▶ [EXERCISE DESCRIPTION] A single figure is required: the number of lines in the data below that hold the word "dark".

━━━━━━━━━━

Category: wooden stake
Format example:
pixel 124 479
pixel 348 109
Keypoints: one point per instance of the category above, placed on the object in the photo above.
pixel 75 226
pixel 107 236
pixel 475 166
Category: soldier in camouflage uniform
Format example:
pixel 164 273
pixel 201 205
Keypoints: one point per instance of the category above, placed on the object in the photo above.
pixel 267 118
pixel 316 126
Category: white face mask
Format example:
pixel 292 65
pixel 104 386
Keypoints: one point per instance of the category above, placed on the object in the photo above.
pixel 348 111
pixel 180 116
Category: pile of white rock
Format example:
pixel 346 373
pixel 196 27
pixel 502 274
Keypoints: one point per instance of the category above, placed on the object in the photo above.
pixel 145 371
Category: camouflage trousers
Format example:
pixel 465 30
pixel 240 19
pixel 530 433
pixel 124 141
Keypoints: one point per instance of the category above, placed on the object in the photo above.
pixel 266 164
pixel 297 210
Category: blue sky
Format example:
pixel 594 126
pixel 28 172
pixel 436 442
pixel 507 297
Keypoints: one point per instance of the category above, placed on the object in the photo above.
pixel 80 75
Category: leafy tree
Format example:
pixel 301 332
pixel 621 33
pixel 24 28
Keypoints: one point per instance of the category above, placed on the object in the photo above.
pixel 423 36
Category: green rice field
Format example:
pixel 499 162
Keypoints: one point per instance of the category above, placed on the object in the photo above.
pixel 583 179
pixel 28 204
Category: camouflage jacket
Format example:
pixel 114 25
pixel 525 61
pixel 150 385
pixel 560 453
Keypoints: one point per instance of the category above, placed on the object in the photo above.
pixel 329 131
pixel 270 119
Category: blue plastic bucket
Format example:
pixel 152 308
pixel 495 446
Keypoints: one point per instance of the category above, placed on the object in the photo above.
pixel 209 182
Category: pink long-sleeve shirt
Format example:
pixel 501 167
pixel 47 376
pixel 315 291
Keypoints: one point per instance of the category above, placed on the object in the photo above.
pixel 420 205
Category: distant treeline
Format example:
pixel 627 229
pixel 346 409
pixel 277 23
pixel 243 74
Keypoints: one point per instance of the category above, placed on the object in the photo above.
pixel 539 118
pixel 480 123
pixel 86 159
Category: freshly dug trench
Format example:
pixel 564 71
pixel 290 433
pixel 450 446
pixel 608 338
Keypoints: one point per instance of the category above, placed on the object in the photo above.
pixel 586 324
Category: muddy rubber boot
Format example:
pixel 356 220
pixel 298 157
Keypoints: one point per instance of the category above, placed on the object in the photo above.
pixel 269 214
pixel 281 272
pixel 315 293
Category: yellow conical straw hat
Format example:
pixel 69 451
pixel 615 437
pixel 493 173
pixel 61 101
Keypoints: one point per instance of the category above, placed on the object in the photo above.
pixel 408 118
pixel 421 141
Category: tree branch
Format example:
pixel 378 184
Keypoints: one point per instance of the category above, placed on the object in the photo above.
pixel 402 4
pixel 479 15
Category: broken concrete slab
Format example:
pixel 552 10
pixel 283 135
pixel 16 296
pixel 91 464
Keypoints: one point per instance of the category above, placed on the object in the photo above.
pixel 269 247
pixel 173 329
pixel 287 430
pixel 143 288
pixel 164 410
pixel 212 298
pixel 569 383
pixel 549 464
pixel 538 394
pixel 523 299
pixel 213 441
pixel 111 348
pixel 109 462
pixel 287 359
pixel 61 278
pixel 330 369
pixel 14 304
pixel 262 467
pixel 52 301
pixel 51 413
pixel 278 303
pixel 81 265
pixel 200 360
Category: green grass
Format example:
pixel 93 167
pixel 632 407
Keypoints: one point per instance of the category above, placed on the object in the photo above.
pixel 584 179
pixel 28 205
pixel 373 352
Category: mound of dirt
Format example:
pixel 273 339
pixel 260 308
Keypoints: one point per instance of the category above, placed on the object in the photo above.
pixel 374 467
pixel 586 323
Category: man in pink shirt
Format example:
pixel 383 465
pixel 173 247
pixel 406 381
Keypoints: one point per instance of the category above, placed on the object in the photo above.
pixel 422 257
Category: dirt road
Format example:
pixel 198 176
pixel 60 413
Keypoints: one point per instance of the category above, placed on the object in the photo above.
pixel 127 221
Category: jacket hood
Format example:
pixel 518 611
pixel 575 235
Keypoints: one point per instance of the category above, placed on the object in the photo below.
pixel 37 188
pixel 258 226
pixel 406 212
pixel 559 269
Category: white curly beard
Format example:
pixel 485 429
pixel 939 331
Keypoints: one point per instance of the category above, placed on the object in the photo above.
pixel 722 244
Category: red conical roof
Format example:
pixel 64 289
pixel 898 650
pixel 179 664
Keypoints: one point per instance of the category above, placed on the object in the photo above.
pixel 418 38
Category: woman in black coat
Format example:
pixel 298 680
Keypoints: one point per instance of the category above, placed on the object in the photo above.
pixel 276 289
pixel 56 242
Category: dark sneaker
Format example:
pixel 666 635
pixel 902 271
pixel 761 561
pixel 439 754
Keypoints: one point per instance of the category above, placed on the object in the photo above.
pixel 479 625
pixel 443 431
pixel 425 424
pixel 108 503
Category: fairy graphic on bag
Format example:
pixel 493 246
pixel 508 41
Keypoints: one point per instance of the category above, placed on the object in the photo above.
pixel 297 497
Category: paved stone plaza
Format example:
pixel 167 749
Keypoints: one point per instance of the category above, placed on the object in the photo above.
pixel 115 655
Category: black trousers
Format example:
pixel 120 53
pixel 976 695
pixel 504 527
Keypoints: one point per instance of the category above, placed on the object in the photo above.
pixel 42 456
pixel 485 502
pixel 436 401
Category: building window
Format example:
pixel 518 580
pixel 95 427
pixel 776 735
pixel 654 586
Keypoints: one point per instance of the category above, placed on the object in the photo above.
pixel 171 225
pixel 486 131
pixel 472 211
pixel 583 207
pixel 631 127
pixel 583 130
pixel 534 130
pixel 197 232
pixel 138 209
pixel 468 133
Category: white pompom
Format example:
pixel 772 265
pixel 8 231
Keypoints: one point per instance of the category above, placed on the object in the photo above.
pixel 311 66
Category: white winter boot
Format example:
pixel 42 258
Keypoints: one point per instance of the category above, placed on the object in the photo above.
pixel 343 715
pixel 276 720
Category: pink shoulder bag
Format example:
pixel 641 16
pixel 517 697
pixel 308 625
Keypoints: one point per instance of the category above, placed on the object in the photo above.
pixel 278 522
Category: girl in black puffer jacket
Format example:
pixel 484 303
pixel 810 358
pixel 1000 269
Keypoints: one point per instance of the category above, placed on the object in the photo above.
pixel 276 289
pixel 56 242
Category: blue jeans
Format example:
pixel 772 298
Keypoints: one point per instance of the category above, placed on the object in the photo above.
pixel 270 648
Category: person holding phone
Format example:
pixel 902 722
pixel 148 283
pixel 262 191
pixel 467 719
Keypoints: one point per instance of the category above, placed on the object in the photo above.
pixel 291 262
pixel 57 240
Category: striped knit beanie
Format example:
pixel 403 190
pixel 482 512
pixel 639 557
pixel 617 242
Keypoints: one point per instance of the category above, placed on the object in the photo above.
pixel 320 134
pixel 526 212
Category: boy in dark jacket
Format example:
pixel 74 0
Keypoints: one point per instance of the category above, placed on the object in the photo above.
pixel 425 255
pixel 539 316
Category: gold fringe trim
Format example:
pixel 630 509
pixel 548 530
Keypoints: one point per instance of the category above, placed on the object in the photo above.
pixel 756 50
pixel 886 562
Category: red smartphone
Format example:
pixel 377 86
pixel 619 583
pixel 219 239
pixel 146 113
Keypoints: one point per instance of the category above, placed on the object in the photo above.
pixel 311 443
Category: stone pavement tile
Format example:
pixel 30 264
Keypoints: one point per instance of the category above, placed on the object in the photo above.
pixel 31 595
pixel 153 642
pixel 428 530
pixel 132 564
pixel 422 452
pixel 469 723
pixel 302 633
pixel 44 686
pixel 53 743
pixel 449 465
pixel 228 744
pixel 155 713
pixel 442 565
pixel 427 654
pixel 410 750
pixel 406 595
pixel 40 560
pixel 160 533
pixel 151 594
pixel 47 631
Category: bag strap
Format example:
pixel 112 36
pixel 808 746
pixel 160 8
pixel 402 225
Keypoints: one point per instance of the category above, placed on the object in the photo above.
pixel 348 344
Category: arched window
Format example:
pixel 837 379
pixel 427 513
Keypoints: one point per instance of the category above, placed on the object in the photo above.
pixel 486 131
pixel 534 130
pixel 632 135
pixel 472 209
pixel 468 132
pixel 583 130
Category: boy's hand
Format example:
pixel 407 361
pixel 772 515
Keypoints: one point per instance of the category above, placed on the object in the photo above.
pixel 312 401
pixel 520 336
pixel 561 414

━━━━━━━━━━

▶ [SOLUTION] 2